From the account of a personal journey to yoga below, copy word for word the passage that opens with the words containing "My journey to" and closes with "22 years later.".

**Document passage**
^^^^^^^^^^^^^^^^

My journey to yoga

I often wonder what my life would be like if I hadn’t discovered yoga…..

My first class was in a regular workout gym, and I wondered in out of curiosity. It was 1998 and I had heard of yoga before, but I didn’t really know what it was. My ex husband bought me a second hand yoga book when I was pregnant a few years earlier with our son, but reading through it I really didn’t grasp it and the book was donated to a charity shop.

I really loved my first class. I loved the slow movements. I loved the breathing. I was delighted at the opportunity to lie down and relax at the end. Where else do you get to rest for 10 minutes or more in a class? I needed this more than anything. So I went back the next week, and the next. And I’m still going 22 years later.

The same teacher sold the gym and started teaching yoga full time, so I followed her to her new venues and I also brought my mum along too. My mum has vertigo, and in that first session I thought she was dying as she nearly passed out getting up from the floor! Not put off, she kept going and actually her vertigo really improved. Yoga is a great healer, and this was my first introduction to that.

I haven’t had an easy time. My son suffered a brain injury at birth, and throughout his childhood I spent a lot of time taking him to appointments, meeting therapists, taking him to hospital when he was sick, and sitting up with him through the night when he had seizures. I had to work and I was also training to be an IT teacher, and it often felt too much to deal with. My saving grace was my time on the yoga mat. It helped me cope, made me feel better. The benefits for me have always been more on the mental level.

My teacher mentioned doing teacher training in those early days, but I didn’t think I was good enough and besides I had a job in college so I didn’t pay much attention. I think the seed was planted though, and in 2012 I signed up for my first teacher training course. The first of many!

^^^^^^^^^^^^^^^^

**Dataset content**
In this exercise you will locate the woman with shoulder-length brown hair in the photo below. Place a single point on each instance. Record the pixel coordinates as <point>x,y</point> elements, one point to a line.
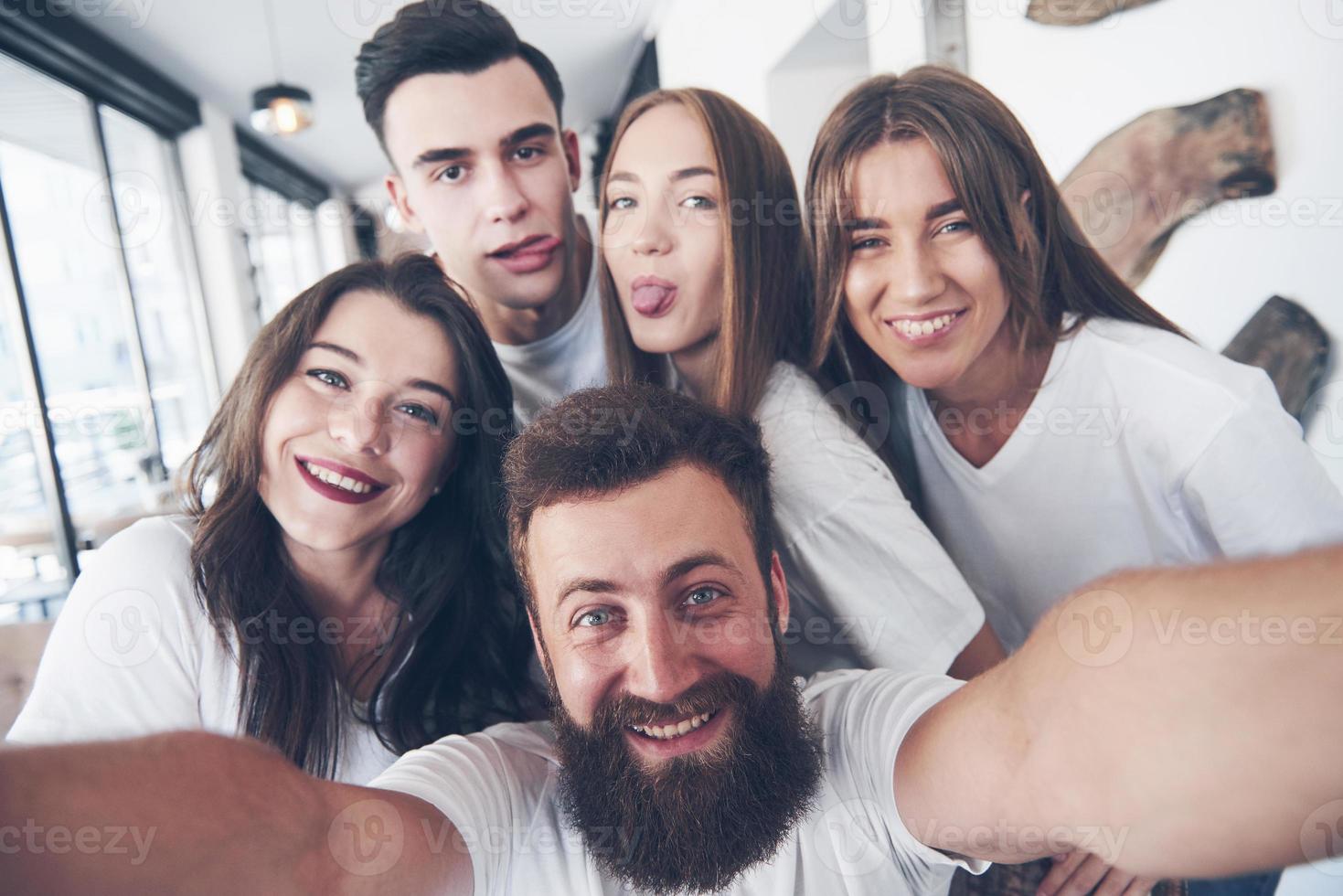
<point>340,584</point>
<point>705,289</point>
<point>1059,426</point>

^^^^^^^^^^^^^^^^

**Exercise output**
My journey to yoga

I often wonder what my life would be like if I hadn’t discovered yoga…..

My first class was in a regular workout gym, and I wondered in out of curiosity. It was 1998 and I had heard of yoga before, but I didn’t really know what it was. My ex husband bought me a second hand yoga book when I was pregnant a few years earlier with our son, but reading through it I really didn’t grasp it and the book was donated to a charity shop.

I really loved my first class. I loved the slow movements. I loved the breathing. I was delighted at the opportunity to lie down and relax at the end. Where else do you get to rest for 10 minutes or more in a class? I needed this more than anything. So I went back the next week, and the next. And I’m still going 22 years later.